Raw data: Begin
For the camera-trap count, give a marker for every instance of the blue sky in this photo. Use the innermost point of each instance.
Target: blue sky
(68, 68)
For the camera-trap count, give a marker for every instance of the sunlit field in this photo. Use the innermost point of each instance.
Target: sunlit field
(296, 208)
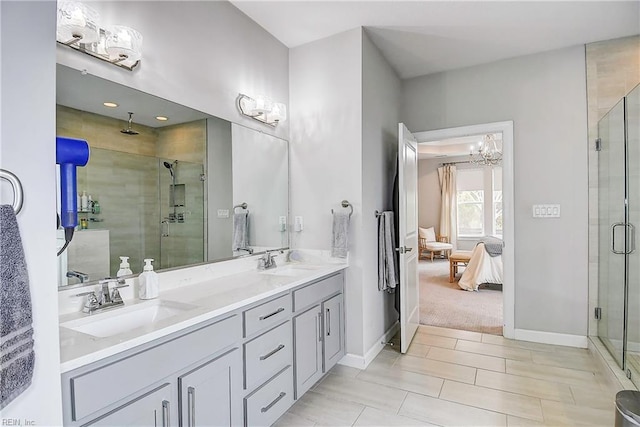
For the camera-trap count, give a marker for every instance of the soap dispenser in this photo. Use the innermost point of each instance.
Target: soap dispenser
(148, 281)
(125, 269)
Raw data: End
**Required work:** Copy out all the data above exactly as written. Skip the pictures.

**Exercise solution:**
For the camera-trap count, give a marker for every instance of the blue sky in this photo. Use the innermost point of each instance.
Target: blue sky
(68, 68)
For the camera-trap count, give a marker for every instance of the sunlit field in this photo. Use the innermost point of each instance.
Target: sunlit field
(296, 208)
For the camera-trap count, give a marker for every instance of the soap dispenser in this photo. Use the innermost point of each instance.
Target: soap dispenser
(148, 281)
(125, 269)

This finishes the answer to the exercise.